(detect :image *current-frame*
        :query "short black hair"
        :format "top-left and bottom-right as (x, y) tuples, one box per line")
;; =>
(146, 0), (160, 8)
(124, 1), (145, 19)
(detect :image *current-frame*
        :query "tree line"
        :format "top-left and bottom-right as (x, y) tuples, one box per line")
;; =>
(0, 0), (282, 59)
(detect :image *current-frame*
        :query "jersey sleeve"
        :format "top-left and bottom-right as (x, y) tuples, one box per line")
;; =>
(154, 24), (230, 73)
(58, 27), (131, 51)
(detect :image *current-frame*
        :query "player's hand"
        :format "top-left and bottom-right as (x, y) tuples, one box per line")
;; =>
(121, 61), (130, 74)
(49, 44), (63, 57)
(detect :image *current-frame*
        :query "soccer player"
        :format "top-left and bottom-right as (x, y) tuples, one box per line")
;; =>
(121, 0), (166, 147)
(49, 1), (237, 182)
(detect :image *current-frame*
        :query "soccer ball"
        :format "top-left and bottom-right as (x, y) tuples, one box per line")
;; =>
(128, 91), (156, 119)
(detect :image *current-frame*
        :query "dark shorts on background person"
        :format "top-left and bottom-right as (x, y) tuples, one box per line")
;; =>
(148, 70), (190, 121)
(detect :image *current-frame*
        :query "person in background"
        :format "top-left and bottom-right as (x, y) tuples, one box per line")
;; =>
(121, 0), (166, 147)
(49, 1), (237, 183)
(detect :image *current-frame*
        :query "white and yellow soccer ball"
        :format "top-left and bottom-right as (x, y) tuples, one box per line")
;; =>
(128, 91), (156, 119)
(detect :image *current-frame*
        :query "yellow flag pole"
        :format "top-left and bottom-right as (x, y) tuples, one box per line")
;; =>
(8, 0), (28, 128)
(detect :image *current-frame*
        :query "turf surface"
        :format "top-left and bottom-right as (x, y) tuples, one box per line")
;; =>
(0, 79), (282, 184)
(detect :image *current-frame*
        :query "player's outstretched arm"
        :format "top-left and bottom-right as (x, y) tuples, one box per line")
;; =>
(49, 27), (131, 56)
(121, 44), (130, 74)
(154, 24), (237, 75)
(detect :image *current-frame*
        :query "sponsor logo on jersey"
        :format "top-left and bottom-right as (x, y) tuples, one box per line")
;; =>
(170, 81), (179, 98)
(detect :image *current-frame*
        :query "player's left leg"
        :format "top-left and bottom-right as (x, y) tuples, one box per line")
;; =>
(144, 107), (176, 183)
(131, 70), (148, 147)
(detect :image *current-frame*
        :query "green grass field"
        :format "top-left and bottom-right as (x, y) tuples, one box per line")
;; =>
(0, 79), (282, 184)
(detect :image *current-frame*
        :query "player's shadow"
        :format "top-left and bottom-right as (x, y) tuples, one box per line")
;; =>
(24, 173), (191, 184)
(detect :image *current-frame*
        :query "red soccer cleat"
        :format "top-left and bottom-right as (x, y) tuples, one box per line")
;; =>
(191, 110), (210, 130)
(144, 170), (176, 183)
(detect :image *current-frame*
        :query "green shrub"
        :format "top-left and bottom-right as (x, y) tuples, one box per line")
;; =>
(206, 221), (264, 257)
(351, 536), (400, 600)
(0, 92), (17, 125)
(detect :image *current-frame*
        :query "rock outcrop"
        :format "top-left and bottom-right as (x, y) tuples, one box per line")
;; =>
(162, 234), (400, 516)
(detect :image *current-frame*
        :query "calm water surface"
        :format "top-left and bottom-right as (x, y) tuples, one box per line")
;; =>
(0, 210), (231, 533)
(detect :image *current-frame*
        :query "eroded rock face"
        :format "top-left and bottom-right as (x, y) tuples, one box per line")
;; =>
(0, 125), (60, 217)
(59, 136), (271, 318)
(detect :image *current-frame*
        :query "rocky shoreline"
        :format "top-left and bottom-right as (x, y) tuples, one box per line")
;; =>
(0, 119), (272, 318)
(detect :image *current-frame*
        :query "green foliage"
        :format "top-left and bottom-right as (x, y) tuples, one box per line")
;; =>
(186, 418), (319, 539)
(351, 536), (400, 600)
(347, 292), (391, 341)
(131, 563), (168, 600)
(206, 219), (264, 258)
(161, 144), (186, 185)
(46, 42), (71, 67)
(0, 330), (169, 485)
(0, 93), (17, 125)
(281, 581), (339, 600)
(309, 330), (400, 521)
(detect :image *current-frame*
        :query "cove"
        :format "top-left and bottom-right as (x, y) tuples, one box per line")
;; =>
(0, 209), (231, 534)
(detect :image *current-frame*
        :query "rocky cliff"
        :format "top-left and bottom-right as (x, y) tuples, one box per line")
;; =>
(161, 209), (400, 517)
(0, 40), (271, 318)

Objective: Copy each line of the data exactly, leaving nothing out.

Exercise result:
(detect :image *current-frame*
        :query "short black hair"
        :format "top-left and bottom-right as (x, y) tuples, one box per line")
;; =>
(146, 0), (160, 8)
(124, 1), (145, 19)
(detect :image *current-frame*
        :query "tree line"
        :format "top-left and bottom-right as (x, y) tuples, one box per line")
;; =>
(0, 0), (282, 59)
(detect :image *current-frame*
        :query "jersey sleeve"
        :format "top-left and bottom-right as (x, y) tuples, one box per line")
;; =>
(154, 24), (230, 73)
(58, 27), (131, 51)
(detect :image *current-frame*
        :query "player's hand"
        :format "top-left and bottom-right as (x, y) tuples, one box per line")
;; =>
(121, 61), (130, 74)
(49, 44), (63, 57)
(detect :image *current-frame*
        :query "soccer player"
        :format "top-left and bottom-right as (x, y) tuples, one box per line")
;; =>
(121, 0), (166, 147)
(49, 1), (237, 182)
(detect :image *current-frame*
        :query "soccer ball"
        :format "top-left and bottom-right as (x, y) tuples, one box per line")
;; =>
(128, 91), (156, 119)
(detect :image *current-frame*
        :query "dark shorts on background person"
        :format "top-left and bottom-right as (x, y) tuples, one box per line")
;; =>
(148, 70), (190, 121)
(detect :image *current-frame*
        :query "person in background"
        :format "top-left and bottom-right as (x, y) tuples, one box per line")
;; =>
(121, 0), (166, 147)
(49, 1), (237, 183)
(detect :image *current-frame*
        :query "white and yellow soccer ball"
        :format "top-left and bottom-right as (x, y) tuples, one box per line")
;; =>
(128, 91), (156, 119)
(detect :image *current-frame*
        :query "yellow flag pole"
        :format "top-left and bottom-right as (x, y) tuples, one box per line")
;; =>
(8, 0), (28, 128)
(detect :image *current-frame*
        :query "turf surface"
        :format "top-left and bottom-right as (x, y) tuples, one box per line")
;; =>
(0, 79), (282, 184)
(detect :image *current-frame*
        :query "player's outstretched arm"
        :format "top-left and bottom-right as (x, y) tuples, one box per line")
;; =>
(49, 27), (131, 56)
(121, 44), (130, 74)
(154, 24), (237, 75)
(detect :image *current-frame*
        :query "sponsor logo on jersey"
        :format "top-left and bottom-right as (x, y) tuples, one box per line")
;; =>
(170, 81), (179, 98)
(detect :image *current-frame*
        :query "player's left leg"
        :format "top-left and bottom-right as (x, y) tuples, one box per line")
;; =>
(144, 107), (176, 183)
(131, 70), (148, 147)
(detect :image *current-frame*
        :query "green grass field"
        :format "top-left and bottom-right as (x, y) tuples, one box per line")
;; =>
(0, 79), (282, 184)
(detect :image *current-frame*
        :query "player's shadow"
        :format "top-left and bottom-right as (x, y) tuples, one box per line")
;; =>
(24, 173), (191, 184)
(detect :image *current-frame*
        :query "red soccer cleat"
        :format "top-left and bottom-right as (x, y) tuples, one box per line")
;; =>
(191, 110), (210, 130)
(144, 170), (176, 183)
(detect :image *current-frame*
        :query "green shrub"
        :format "top-left and bottom-right as (x, y) tuples, one box per line")
;; =>
(206, 221), (264, 257)
(351, 536), (400, 600)
(0, 92), (17, 125)
(detect :image *current-frame*
        :query "rock outcrop"
        :format "top-left and bottom-right as (x, y) tuples, one box per line")
;; =>
(162, 234), (400, 516)
(detect :image *current-frame*
        :query "calm water surface"
        :format "top-left and bottom-right as (x, y) tuples, one box per line")
;; =>
(0, 210), (231, 533)
(detect :image *current-frame*
        :query "eroded rock face"
        :format "top-left and bottom-right as (x, y) tuples, one box per line")
;; =>
(0, 125), (60, 217)
(59, 136), (271, 318)
(detect :image *current-frame*
        :query "rocky shoreline"
        :format "top-left and bottom-right as (x, y) tuples, one box per line")
;; =>
(0, 119), (272, 318)
(detect :image *current-frame*
        :query "green foliage"
        :format "top-left and bottom-right as (x, y) tuples, one box per line")
;; =>
(186, 418), (319, 539)
(351, 536), (400, 600)
(347, 292), (391, 341)
(131, 563), (168, 600)
(206, 219), (264, 258)
(161, 144), (186, 185)
(46, 42), (71, 67)
(0, 330), (169, 485)
(0, 93), (17, 125)
(281, 581), (339, 600)
(309, 330), (400, 521)
(detect :image *current-frame*
        :query "cove"
        :format "top-left and bottom-right as (x, y) tuples, one box per line")
;; =>
(0, 209), (231, 534)
(detect :image *current-frame*
        :query "rocky cliff"
        :format "top-left and bottom-right as (x, y) tuples, one box per line")
;; =>
(161, 209), (400, 517)
(0, 40), (271, 318)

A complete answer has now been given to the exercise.